Mistério com 50 anos revelado. Cientistas identificam novo grupo sanguíneo
Uma equipa de cientistas do Reino Unido e de Israel revelou, após 50 anos de investigação, a descoberta de um novo grupo sanguíneo humano, desvendando finalmente um mistério que teve início em 1972. Foi neste ano que uma mulher grávida foi submetida a uma análise de sangue, e os médicos notaram a ausência de uma molécula de superfície presente em todas as outras células sanguíneas conhecidas até então.
Agora, meio século depois, esta ausência molecular conduziu os investigadores a descrever um novo sistema de grupo sanguíneo, que pode ter implicações significativas no tratamento de pacientes raros, mas críticos. “É uma enorme conquista e o culminar de um esforço de equipa de longa data”, afirmou a hematologista do Serviço Nacional de Saúde do Reino Unido (NHS), Louise Tilley, que tem dedicado quase 20 anos da sua carreira à investigação deste fenómeno e que liderou a equipa de investigadores responsável pelo estudo, publicado na revista científica Blood.

### O que fazer
- A) Escreva, sem qualquer alteração, o trecho do texto sobre o novo grupo sanguíneo que vai de "Mistério com 50" até "conhecidas até então.".
- B) Dê seguimento ao texto sobre o novo grupo sanguíneo, começando logo depois da última frase.

### Registos fornecidos

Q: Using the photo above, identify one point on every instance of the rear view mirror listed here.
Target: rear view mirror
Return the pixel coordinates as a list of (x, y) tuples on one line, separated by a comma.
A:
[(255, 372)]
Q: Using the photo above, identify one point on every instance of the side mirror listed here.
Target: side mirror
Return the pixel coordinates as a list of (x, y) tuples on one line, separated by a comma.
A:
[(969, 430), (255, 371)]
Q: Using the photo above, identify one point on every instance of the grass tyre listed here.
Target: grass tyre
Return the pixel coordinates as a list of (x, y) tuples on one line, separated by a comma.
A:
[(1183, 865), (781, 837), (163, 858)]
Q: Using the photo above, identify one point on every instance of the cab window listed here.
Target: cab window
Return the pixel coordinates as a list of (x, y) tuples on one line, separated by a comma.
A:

* * *

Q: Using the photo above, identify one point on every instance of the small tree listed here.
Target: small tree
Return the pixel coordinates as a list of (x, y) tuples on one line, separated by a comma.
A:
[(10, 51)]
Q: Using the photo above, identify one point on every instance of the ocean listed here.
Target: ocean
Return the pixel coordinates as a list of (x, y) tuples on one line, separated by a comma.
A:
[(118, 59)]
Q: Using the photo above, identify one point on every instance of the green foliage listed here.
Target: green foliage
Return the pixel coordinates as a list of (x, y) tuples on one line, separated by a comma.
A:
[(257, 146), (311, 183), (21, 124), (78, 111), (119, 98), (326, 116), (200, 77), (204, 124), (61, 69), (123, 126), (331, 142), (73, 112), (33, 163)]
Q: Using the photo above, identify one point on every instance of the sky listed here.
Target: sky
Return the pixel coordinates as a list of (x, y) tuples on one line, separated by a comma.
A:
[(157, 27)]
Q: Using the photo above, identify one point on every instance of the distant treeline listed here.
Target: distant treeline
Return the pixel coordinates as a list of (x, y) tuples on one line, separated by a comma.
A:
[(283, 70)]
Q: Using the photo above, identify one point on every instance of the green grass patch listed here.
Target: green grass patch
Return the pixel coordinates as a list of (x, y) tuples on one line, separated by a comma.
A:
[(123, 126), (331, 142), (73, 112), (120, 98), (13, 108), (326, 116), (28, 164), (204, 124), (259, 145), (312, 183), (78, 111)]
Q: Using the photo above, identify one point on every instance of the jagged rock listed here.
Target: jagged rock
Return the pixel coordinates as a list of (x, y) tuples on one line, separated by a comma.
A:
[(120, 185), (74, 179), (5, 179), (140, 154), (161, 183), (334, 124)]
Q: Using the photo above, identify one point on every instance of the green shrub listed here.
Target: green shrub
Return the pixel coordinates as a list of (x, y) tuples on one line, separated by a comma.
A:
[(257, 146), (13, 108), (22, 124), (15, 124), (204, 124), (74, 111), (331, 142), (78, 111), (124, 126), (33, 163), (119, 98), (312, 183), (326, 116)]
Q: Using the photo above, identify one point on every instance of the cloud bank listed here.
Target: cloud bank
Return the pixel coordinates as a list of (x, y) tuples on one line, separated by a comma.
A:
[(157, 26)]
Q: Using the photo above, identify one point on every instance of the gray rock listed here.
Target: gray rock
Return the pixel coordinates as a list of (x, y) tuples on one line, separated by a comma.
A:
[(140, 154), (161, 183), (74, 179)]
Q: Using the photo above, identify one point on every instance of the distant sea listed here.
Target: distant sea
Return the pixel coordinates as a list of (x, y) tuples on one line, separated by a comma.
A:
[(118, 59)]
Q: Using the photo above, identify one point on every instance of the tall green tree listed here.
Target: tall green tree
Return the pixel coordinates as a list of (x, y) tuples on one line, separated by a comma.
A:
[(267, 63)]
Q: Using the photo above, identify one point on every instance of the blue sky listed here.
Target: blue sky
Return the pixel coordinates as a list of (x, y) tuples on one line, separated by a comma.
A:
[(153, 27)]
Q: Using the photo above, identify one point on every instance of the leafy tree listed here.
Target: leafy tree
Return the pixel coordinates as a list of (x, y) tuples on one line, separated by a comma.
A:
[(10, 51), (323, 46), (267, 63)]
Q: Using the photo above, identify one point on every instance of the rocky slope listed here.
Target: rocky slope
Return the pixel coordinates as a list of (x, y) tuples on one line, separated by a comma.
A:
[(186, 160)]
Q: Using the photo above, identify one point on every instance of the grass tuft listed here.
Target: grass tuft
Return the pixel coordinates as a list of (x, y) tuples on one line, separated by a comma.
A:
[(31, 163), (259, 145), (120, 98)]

### Lista de respostas
- A)
Mistério com 50 anos revelado. Cientistas identificam novo grupo sanguíneo
Uma equipa de cientistas do Reino Unido e de Israel revelou, após 50 anos de investigação, a descoberta de um novo grupo sanguíneo humano, desvendando finalmente um mistério que teve início em 1972. Foi neste ano que uma mulher grávida foi submetida a uma análise de sangue, e os médicos notaram a ausência de uma molécula de superfície presente em todas as outras células sanguíneas conhecidas até então.

- B)
O sistema ABO e o fator rhesus (o “positivo” ou “negativo”) são os grupos sanguíneos mais conhecidos, mas existem muitos outros sistemas baseados numa variedade de proteínas e açúcares que revestem as células sanguíneas. Estes antígenos servem, entre outras funções, como marcadores que ajudam o corpo a distinguir as suas próprias células das células estranhas, potencialmente perigosas.
Quando esses marcadores não coincidem durante uma transfusão de sangue, podem ocorrer reações adversas graves, que podem até ser fatais. Por isso, a identificação precisa dos grupos sanguíneos é crucial para garantir a segurança dos procedimentos médicos.
Embora a maioria dos principais grupos sanguíneos tenha sido identificada no início do século XX, alguns, como o sistema Er, descrito apenas em 2022, afetam um número muito pequeno de pessoas. O mesmo acontece com o novo sistema sanguíneo agora descoberto, denominado grupo sanguíneo MAL.
A investigação revelou que mais de 99,9% das pessoas possuem um antígeno chamado AnWj, que estava ausente no sangue da paciente analisada em 1972. Este antígeno é encontrado numa proteína que atua no revestimento das células nervosas e linfáticas, o que levou os investigadores a batizar o novo grupo sanguíneo de MAL, em referência à proteína “myelin and lymphocyte” (mielina e linfócitos).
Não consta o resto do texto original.